### THE TASK
Can you give these lines again, starting at the first line and ending at the line that contains "[(311, 62)]", with "mossy branch" switched to "moss-covered branch" and everything else unchanged, leaving the pictures out?

==== RAW DATA

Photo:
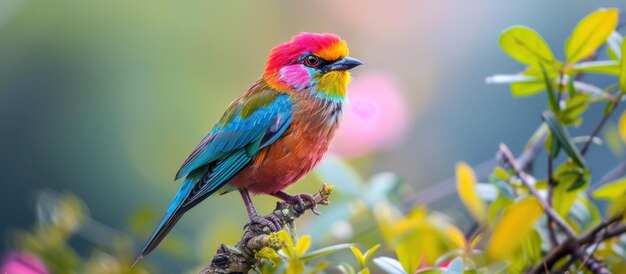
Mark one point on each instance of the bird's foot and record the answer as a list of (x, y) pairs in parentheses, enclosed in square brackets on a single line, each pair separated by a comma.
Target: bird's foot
[(270, 221), (298, 201)]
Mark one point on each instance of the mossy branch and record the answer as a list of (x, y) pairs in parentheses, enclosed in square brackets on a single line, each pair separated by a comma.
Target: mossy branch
[(241, 257)]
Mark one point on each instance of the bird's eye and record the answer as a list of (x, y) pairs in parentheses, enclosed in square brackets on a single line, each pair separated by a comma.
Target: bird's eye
[(311, 61)]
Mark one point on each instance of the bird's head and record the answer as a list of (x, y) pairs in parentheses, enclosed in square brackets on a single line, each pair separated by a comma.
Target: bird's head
[(311, 62)]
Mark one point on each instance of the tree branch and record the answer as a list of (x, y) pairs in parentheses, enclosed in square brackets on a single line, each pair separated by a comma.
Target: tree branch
[(241, 257)]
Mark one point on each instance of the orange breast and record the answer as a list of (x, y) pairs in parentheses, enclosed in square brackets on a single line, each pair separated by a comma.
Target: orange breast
[(298, 151)]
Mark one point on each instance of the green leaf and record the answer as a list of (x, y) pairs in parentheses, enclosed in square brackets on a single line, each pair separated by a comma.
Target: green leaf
[(554, 103), (562, 136), (346, 268), (605, 67), (552, 146), (563, 199), (455, 267), (431, 271), (621, 126), (575, 106), (613, 140), (516, 222), (613, 192), (324, 251), (590, 33), (615, 45), (389, 265), (526, 46), (532, 246)]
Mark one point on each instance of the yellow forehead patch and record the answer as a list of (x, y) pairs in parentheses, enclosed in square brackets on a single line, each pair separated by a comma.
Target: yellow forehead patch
[(334, 51)]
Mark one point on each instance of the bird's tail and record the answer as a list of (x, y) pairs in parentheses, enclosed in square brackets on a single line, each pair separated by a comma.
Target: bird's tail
[(173, 214)]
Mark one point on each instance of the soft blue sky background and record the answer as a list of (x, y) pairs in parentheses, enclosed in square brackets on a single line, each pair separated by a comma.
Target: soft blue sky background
[(106, 98)]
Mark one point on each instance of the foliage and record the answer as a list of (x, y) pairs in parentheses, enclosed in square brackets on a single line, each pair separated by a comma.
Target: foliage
[(523, 222)]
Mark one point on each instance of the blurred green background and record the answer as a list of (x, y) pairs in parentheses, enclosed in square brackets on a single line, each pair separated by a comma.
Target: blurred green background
[(105, 99)]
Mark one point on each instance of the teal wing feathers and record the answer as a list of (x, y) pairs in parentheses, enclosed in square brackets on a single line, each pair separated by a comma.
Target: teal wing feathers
[(257, 118)]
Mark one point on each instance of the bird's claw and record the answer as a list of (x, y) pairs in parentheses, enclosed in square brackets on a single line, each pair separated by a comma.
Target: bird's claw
[(271, 221), (300, 205)]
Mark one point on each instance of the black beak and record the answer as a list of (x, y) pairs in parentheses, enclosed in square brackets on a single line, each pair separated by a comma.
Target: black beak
[(345, 63)]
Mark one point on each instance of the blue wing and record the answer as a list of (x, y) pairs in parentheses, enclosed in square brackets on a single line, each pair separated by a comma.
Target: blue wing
[(239, 132), (222, 154)]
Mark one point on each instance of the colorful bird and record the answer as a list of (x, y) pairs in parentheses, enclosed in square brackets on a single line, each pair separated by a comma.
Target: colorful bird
[(270, 136)]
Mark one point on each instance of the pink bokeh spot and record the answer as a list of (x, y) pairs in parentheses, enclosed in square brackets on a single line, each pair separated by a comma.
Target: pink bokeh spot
[(376, 118), (22, 263)]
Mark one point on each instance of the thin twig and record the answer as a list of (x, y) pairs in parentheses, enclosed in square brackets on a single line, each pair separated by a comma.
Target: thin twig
[(551, 185), (506, 152), (599, 126), (241, 257), (565, 248)]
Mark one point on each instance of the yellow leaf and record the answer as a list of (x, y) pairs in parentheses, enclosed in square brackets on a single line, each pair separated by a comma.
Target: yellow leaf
[(526, 46), (466, 187), (368, 254), (456, 236), (516, 222), (283, 239), (295, 266), (358, 255), (622, 76), (523, 89), (590, 33), (622, 125), (318, 268), (611, 191), (303, 245)]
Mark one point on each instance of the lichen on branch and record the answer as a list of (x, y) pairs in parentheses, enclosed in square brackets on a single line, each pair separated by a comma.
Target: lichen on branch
[(241, 257)]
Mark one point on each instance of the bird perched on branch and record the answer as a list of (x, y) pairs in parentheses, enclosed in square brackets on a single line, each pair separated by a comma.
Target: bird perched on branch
[(270, 136)]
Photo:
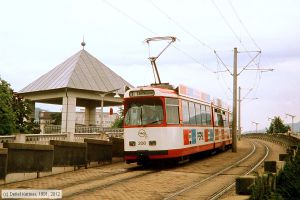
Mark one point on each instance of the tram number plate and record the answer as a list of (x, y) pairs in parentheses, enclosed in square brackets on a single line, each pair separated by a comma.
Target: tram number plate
[(141, 142)]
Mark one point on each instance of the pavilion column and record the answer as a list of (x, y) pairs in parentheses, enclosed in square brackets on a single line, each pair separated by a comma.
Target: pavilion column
[(90, 115), (32, 107), (68, 114)]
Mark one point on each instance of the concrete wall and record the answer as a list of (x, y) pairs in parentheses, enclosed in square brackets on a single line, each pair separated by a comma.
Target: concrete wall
[(117, 147), (98, 150), (29, 157), (69, 153)]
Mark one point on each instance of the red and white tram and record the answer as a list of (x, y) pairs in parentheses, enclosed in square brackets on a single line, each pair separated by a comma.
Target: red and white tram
[(166, 123)]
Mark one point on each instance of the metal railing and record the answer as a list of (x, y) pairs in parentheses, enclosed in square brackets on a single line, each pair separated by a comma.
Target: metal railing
[(105, 134), (7, 138)]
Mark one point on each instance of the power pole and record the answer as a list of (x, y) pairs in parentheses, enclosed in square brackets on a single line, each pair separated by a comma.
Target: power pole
[(292, 116), (234, 124), (240, 131)]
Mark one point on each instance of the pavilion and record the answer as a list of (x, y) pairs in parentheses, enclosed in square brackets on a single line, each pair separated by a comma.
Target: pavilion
[(82, 80)]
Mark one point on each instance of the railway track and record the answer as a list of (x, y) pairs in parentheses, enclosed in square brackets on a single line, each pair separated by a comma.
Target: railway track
[(204, 184), (207, 178)]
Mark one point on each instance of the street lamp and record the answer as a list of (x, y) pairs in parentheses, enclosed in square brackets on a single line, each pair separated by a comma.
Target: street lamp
[(256, 124), (102, 102), (292, 116), (271, 119)]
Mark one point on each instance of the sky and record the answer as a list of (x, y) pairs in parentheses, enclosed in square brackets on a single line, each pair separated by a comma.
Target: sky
[(36, 36)]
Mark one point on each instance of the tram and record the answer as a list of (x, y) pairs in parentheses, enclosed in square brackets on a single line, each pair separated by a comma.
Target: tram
[(163, 122)]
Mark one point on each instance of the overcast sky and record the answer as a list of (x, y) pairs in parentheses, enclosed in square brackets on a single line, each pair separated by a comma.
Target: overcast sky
[(36, 36)]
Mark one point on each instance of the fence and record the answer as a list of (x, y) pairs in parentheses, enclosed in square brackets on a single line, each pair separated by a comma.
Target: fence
[(76, 137)]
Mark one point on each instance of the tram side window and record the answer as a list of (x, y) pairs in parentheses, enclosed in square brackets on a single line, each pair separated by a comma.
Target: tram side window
[(198, 114), (192, 113), (185, 112), (203, 115), (219, 121), (172, 111), (225, 116), (208, 115)]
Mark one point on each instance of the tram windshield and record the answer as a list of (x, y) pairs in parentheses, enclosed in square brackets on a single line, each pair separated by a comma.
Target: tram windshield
[(142, 112)]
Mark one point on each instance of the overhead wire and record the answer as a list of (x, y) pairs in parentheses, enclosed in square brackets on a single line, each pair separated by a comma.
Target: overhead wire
[(243, 25), (230, 27), (199, 41), (180, 26), (149, 30), (256, 83)]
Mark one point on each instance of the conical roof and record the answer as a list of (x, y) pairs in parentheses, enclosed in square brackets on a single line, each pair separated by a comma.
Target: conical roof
[(81, 71)]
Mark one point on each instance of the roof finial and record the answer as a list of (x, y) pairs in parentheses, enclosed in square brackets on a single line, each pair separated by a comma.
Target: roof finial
[(83, 43)]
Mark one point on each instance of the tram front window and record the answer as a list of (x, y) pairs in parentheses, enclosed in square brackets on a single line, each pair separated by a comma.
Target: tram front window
[(142, 112)]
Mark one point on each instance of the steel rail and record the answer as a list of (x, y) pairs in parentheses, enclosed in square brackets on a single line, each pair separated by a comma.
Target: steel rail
[(223, 191), (193, 185)]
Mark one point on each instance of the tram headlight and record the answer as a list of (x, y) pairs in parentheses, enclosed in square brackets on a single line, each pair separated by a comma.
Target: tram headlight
[(132, 143), (152, 143)]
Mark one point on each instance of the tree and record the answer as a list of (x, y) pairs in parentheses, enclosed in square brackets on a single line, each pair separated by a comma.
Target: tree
[(118, 123), (7, 116), (277, 126)]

========

### TASK SOLUTION
Photo:
Mark one point on each instance of the bird's foot and record the answer as a list of (x, y) pairs in parentheses, enclosed in square brackets on a single line, each pair separated by a comma.
Target: bird's foot
[(270, 221), (298, 201)]
Mark one point on each instance of the moss-covered branch and record the answer as a list of (x, y) pairs in parentheses, enclosed in square brackets on a single line, each pair separated by a comma.
Target: moss-covered branch
[(241, 257)]
Mark one point on each instance of the bird's eye and record the answer as a list of (x, y) pairs in parentheses, enclosed in square brackets on a single line, each pair separated by a comma.
Target: bird's eye
[(311, 61)]
Mark one point on each instance of the bird's head and record the answer as a list of (x, y) pairs in parentheses, enclosed in square brackets on a single line, each pair separated by a comma.
Target: bird's head
[(311, 62)]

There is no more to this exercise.